Segall asked about the possibility that a single entrepreneur could one day use these tools to build the next billion-dollar company.
“I think that has happened,” said Altman, who was not at liberty to offer any details such as the businessman’s name, business or what he does.
“As far as I know, it’s a legitimate billion-dollar sole proprietorship. I haven’t looked at the financials, but I think it just happened,” Altman added.
The way this person built it might be more interesting. Everything was done with Codex.
Altman called the founder “One of the top Codex users of all time” and “incredibly productive in a way no person could have been.”
Altman was so impressed that he hired the businessman.
AI is your new partner
What these two stories have in common is a couple of obsessive people who are pushing AI to the limits.
As someone on LinkedIn noted on Conyngham’s page, “Paul didn’t have a biology degree. He had 17 years of pattern recognition, a dying dog he loved, and the willingness to treat an impossible problem as a data problem.”

Point-per-instance localization lines
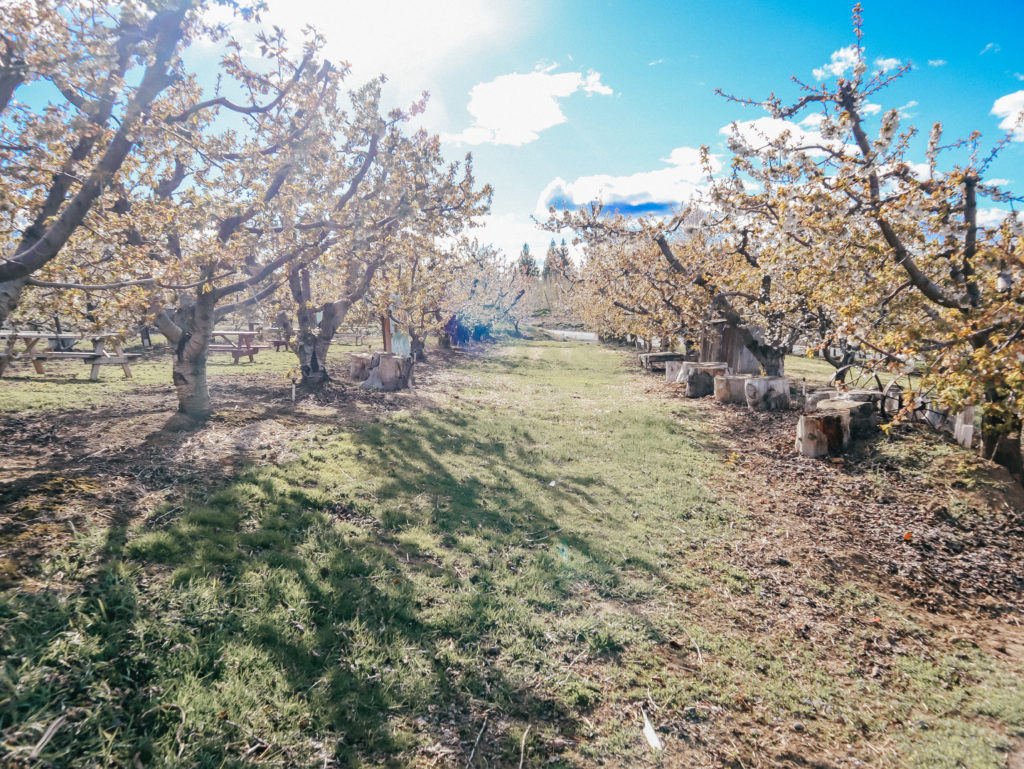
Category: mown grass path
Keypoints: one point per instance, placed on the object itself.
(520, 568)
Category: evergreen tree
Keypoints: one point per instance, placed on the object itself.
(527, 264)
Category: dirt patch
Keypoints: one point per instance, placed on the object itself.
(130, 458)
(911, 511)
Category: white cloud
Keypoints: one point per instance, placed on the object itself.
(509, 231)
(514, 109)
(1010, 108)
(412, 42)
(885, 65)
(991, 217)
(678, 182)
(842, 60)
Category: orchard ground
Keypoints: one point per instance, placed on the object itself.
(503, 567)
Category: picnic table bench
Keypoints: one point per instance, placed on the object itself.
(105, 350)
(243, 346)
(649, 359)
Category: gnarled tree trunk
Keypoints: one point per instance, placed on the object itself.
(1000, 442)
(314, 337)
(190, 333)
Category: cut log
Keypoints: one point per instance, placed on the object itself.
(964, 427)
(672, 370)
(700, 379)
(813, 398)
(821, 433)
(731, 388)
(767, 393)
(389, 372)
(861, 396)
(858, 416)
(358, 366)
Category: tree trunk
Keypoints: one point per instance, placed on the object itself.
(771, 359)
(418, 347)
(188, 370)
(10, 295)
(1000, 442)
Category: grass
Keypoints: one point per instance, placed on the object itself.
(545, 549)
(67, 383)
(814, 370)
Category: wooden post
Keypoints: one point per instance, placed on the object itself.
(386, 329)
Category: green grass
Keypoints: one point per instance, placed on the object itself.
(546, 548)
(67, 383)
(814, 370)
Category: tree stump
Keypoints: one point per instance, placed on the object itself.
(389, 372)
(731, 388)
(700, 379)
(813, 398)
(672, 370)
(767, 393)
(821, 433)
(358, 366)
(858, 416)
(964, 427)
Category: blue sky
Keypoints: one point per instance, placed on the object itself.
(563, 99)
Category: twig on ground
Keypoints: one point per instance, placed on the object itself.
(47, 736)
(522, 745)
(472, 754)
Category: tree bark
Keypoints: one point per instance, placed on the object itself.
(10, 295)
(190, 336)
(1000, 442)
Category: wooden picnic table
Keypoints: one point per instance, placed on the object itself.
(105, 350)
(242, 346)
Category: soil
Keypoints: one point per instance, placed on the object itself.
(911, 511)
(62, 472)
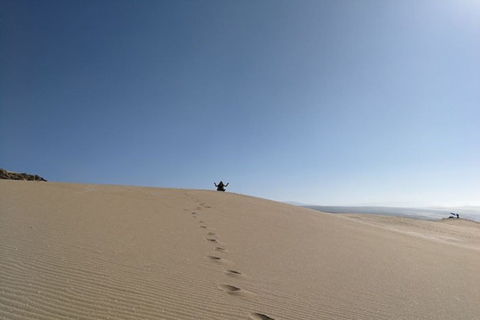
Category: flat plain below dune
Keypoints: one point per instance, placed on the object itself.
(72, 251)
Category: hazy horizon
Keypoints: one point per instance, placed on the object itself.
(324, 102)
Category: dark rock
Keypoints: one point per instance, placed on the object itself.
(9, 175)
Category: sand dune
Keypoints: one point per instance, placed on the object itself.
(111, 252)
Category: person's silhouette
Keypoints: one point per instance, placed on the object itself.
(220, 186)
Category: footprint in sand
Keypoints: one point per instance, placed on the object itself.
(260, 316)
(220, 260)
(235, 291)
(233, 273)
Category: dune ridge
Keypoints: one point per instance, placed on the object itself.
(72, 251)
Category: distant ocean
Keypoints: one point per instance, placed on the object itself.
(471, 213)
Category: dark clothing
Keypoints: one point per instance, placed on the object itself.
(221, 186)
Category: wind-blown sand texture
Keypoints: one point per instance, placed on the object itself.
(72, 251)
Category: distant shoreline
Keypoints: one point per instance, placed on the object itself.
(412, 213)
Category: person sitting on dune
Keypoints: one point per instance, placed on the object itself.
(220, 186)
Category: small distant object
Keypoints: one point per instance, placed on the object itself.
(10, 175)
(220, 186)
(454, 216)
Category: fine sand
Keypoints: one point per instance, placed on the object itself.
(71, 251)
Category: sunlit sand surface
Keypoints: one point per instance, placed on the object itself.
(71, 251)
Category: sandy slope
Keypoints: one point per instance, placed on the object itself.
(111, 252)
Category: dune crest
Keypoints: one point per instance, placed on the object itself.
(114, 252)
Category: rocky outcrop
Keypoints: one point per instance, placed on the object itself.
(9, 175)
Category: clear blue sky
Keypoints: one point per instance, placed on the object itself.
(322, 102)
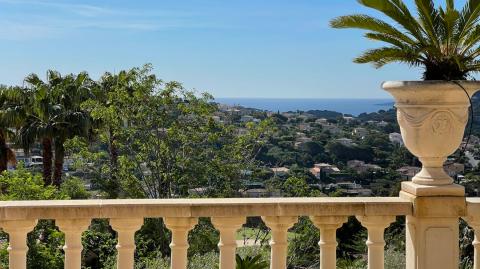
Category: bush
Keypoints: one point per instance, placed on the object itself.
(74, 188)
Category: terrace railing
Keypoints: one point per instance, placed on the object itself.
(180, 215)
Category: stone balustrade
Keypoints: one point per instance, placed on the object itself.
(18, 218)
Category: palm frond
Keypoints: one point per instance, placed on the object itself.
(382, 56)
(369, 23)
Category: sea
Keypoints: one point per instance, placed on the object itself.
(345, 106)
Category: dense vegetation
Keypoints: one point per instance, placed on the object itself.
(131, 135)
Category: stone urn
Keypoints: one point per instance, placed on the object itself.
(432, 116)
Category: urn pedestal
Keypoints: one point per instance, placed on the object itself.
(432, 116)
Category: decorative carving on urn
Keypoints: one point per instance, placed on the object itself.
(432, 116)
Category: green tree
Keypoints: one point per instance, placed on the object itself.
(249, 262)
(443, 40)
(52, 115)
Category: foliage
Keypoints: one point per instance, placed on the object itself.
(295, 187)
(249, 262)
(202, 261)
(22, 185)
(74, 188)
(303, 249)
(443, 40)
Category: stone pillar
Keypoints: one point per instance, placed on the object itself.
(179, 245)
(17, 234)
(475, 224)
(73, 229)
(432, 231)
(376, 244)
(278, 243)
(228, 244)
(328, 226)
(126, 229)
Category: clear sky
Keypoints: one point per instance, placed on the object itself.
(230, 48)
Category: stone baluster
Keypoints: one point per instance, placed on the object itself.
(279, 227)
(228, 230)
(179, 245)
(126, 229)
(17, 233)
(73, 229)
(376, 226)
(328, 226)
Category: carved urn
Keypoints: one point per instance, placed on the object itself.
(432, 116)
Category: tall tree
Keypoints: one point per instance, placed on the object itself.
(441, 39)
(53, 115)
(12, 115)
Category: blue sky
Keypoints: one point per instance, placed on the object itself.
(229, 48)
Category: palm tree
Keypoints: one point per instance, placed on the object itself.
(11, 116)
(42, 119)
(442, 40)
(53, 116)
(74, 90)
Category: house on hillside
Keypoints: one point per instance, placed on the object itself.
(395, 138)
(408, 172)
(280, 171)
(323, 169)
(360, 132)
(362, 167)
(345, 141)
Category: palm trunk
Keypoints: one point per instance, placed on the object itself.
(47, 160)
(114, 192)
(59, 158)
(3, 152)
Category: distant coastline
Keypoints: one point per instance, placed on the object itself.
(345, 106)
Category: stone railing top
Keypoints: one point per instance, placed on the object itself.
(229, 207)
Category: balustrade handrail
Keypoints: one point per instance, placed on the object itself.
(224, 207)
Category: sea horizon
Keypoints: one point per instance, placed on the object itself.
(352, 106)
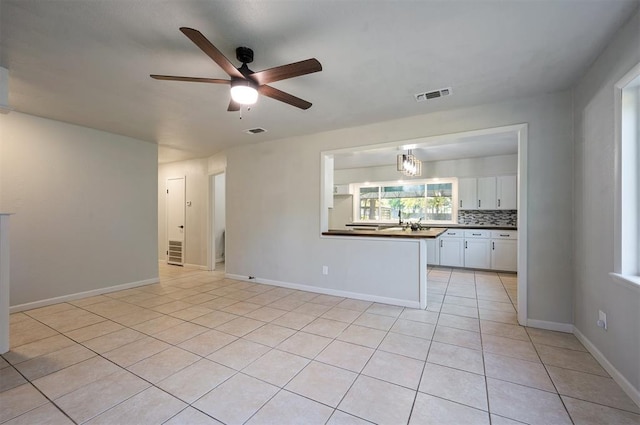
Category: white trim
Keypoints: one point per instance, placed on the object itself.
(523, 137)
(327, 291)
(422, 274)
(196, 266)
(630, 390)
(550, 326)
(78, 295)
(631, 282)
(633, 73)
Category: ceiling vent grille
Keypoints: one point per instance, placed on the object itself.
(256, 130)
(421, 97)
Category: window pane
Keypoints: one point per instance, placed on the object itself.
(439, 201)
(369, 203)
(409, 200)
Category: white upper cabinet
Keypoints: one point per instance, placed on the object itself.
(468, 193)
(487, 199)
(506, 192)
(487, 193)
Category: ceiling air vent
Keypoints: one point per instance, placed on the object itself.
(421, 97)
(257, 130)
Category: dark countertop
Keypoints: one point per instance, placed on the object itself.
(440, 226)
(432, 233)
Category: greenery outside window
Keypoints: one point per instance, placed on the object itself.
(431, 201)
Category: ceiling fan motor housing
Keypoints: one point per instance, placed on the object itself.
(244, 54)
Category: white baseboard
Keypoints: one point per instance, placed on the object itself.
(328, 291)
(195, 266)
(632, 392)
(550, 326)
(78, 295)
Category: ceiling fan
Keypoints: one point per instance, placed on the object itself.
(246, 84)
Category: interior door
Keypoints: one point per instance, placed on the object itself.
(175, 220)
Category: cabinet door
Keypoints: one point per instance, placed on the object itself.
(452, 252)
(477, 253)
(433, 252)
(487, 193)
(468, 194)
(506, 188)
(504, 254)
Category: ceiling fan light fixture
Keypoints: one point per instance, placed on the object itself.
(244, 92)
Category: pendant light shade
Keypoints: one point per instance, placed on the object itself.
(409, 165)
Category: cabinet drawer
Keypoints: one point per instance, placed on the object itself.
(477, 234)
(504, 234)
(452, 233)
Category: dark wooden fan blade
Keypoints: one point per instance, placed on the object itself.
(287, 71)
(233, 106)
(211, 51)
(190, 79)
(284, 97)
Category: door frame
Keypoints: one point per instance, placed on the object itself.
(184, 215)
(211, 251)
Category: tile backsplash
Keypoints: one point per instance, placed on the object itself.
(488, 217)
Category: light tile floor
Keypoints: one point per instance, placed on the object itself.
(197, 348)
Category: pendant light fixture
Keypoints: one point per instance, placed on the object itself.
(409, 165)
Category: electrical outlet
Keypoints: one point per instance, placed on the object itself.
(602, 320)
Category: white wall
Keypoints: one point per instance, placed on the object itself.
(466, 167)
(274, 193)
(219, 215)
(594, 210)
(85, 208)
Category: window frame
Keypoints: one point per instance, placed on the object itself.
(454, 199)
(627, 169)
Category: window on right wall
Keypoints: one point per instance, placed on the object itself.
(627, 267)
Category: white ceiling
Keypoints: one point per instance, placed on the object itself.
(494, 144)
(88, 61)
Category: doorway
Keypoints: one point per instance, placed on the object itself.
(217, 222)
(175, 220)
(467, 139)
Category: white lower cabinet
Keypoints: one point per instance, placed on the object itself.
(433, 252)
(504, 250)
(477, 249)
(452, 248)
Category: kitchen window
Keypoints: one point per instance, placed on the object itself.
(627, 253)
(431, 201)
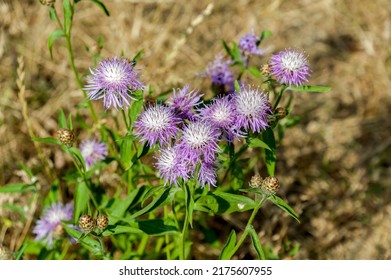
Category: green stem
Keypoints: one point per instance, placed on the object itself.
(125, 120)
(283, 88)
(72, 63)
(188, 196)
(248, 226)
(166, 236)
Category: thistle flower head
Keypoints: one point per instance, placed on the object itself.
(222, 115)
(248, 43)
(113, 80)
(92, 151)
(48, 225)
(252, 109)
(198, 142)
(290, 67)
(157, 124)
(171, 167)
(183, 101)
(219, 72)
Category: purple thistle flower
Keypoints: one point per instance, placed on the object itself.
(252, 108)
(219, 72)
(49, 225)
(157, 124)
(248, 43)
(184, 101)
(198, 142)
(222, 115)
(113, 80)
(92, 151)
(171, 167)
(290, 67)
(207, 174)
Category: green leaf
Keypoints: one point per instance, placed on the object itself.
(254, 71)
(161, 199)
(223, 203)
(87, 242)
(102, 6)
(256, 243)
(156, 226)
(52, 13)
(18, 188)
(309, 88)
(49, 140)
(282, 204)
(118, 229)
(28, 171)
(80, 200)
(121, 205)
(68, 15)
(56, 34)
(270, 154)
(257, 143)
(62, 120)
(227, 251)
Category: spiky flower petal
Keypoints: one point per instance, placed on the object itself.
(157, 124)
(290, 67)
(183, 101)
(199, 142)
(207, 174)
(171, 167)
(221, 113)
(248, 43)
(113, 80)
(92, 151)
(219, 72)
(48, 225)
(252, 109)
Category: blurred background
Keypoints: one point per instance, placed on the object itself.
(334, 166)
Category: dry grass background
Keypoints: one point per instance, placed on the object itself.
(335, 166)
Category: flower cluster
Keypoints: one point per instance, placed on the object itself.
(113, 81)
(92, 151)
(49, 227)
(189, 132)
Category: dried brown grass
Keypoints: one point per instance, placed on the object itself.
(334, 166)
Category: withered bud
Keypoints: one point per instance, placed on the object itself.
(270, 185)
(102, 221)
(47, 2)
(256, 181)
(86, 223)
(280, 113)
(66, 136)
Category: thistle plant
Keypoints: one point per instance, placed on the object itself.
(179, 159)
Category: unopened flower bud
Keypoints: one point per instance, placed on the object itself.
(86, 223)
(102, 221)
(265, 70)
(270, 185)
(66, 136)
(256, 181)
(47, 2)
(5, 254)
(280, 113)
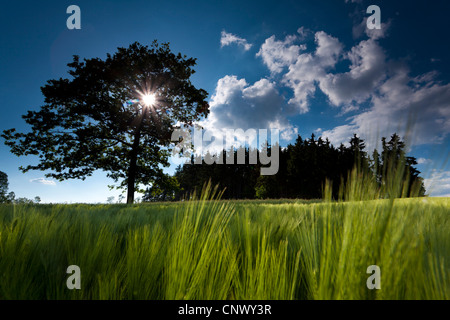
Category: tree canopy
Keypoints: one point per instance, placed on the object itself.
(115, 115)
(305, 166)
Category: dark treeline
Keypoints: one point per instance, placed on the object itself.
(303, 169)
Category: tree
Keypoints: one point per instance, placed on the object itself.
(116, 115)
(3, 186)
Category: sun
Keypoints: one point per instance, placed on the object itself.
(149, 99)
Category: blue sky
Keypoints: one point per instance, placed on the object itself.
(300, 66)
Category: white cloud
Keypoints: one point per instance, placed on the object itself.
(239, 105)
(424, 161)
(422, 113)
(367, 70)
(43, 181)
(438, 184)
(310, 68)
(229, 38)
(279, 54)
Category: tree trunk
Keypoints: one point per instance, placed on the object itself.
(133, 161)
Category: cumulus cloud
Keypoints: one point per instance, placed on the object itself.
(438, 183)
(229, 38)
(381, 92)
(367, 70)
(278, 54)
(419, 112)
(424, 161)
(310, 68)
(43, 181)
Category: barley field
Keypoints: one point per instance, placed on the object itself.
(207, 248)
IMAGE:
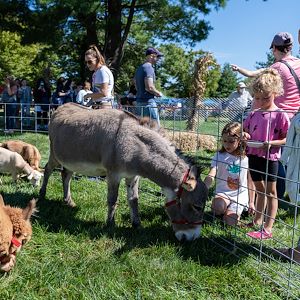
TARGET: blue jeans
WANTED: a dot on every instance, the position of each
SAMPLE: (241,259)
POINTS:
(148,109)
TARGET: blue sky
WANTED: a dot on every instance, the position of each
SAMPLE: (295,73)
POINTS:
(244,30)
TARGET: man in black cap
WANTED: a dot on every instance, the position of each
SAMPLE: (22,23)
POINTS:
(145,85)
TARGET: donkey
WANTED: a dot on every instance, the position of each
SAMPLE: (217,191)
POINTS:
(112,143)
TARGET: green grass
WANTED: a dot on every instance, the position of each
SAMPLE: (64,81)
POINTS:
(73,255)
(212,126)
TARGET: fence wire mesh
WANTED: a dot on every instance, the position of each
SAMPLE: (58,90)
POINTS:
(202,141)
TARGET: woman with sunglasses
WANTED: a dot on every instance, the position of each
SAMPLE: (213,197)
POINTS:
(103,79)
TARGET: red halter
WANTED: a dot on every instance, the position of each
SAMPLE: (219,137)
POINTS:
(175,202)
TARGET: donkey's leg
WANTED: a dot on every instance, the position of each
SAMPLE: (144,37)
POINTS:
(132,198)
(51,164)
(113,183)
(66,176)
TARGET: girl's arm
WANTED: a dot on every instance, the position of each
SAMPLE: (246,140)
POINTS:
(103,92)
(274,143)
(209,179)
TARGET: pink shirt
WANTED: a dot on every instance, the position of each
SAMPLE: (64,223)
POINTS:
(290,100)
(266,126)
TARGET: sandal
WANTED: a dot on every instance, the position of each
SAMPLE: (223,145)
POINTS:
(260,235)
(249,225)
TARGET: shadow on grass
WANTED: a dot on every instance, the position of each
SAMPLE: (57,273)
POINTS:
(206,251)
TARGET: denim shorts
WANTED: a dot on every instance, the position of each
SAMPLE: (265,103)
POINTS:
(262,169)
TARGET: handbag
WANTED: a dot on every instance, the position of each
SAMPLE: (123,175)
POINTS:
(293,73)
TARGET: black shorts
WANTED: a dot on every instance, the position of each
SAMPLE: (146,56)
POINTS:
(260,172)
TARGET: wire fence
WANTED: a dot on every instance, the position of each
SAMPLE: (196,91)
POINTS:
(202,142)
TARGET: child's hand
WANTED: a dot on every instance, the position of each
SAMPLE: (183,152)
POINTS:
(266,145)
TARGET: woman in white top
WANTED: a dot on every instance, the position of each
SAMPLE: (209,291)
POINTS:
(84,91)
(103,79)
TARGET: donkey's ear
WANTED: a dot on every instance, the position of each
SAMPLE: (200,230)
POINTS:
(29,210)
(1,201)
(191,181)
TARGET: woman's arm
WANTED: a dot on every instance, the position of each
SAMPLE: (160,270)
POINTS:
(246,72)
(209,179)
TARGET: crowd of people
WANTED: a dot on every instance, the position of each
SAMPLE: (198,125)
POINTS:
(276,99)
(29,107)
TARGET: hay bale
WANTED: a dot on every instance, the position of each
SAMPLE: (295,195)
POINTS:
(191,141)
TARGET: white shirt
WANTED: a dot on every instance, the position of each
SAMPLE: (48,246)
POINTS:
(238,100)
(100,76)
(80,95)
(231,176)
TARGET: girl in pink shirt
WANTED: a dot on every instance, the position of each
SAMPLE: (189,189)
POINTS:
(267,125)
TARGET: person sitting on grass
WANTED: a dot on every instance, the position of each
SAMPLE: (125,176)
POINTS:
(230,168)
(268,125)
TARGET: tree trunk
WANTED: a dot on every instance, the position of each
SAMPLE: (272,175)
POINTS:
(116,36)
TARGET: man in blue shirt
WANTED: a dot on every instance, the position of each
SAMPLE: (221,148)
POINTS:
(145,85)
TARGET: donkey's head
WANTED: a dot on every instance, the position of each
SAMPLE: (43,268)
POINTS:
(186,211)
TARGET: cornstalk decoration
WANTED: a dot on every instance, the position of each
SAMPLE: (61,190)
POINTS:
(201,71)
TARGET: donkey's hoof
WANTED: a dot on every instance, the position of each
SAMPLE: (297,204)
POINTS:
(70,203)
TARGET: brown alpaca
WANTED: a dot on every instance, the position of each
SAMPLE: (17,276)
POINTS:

Task instructions:
A. Answer these questions from the article about AI and one-person businesses:
(i) What tool did the founder use to do everything?
(ii) What did Altman do after he was impressed by the founder?
(iii) According to the LinkedIn comment, how many years of pattern recognition did Paul have?
B. Write the next few sentences of the article about AI and one-person businesses, starting after its last sentence.
These lines have no connection to the article about AI and one-person businesses.

Response list:
A.
(i) Codex
(ii) He hired the businessman.
(iii) 17

B.
In the case of the entrepreneur, it doesn’t seem like they dropped a short message on Codex and then left while he built and ran a company. Most of the best work that comes out of AI is collaborative, with collaboration between you and the AI.
The directions are simply a starting point. The conversation and refinement of those requests is what gets the work done and gets you and the AI to a final product.
In the case of Rosie the dog, the mRNA vaccine was not developed or administered by AI. ChatGPT and the other platforms were like very intelligent research assistants, digging through the vast amount of data on dog cancer research to find meaningful information and make recommendations. Conyngham figured out what to do with it and then turned to human experts to make it happen.